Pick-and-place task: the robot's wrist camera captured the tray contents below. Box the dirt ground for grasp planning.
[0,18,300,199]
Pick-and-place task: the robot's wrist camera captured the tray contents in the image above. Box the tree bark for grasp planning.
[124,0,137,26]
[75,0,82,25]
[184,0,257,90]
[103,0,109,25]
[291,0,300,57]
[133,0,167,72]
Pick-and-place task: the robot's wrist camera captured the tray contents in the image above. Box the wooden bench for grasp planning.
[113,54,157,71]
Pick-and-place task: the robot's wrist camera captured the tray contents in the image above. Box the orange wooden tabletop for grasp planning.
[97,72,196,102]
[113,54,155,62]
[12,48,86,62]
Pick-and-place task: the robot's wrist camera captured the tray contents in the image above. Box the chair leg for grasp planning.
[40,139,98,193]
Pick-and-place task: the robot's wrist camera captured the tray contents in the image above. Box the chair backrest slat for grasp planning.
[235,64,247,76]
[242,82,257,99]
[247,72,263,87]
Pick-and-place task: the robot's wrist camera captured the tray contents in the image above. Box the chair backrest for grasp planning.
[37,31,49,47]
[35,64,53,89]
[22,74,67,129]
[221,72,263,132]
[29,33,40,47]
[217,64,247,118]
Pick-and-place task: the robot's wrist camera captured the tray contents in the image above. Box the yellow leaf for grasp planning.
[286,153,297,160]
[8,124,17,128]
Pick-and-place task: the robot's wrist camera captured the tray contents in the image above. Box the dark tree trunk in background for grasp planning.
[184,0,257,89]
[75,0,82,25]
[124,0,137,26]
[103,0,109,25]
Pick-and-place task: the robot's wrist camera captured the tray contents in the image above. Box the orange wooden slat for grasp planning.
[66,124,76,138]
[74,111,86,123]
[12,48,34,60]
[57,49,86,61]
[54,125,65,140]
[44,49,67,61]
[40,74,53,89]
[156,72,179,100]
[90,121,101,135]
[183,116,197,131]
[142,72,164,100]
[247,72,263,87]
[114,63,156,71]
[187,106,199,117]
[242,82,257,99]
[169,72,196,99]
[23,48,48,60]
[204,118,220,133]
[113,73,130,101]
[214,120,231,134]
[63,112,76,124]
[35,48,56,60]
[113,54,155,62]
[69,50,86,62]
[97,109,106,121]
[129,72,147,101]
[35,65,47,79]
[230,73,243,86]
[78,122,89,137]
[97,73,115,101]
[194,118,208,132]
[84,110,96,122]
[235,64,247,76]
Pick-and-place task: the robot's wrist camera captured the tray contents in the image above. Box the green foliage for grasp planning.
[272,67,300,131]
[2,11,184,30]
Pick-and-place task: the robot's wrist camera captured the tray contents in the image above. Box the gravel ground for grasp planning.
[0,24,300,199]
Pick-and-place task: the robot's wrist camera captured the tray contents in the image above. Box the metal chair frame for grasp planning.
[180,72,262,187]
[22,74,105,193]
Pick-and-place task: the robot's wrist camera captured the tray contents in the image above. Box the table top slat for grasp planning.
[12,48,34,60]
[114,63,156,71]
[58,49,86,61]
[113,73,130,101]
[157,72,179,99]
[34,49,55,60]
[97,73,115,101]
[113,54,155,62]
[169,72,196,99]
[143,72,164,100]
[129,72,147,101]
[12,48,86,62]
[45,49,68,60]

--

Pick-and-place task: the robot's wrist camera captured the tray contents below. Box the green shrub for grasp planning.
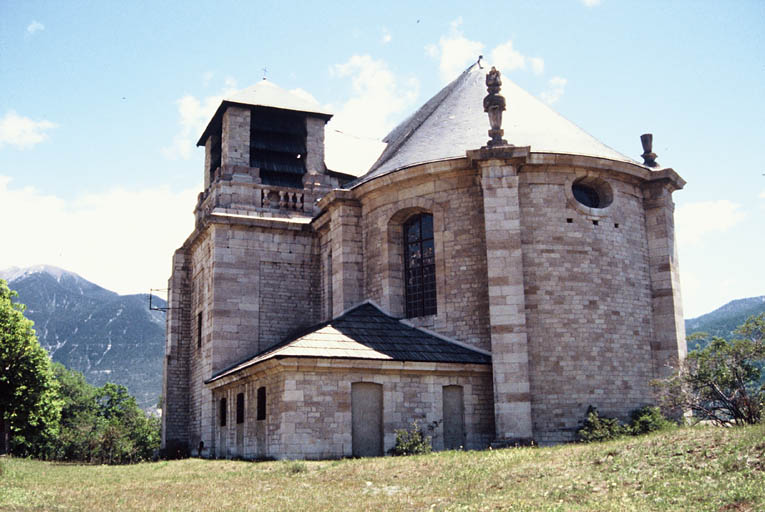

--

▶ _AIM OF THE TASK_:
Please rewrite the entries that begin at the line containing "frame for grasp planning." and stop after the line containing "[45,49,68,60]", replacing "table top slat" with "tabletop slat" and leaving everything else unchanged.

▶ _RESULT_:
Pick-and-place task: the robot's wrist camera captured the tray contents in the image above. Box the metal chair frame for grasp planning.
[180,72,262,187]
[22,74,105,193]
Pick-and-place task: the robot's wrist camera captured the tray contents in the image above. Box the tabletop slat for grasp planning.
[12,48,34,60]
[114,63,156,71]
[58,49,86,61]
[113,73,130,101]
[157,72,179,99]
[34,49,55,60]
[97,73,115,101]
[113,54,155,62]
[169,72,196,99]
[143,72,164,100]
[129,72,147,101]
[12,48,86,62]
[45,49,68,60]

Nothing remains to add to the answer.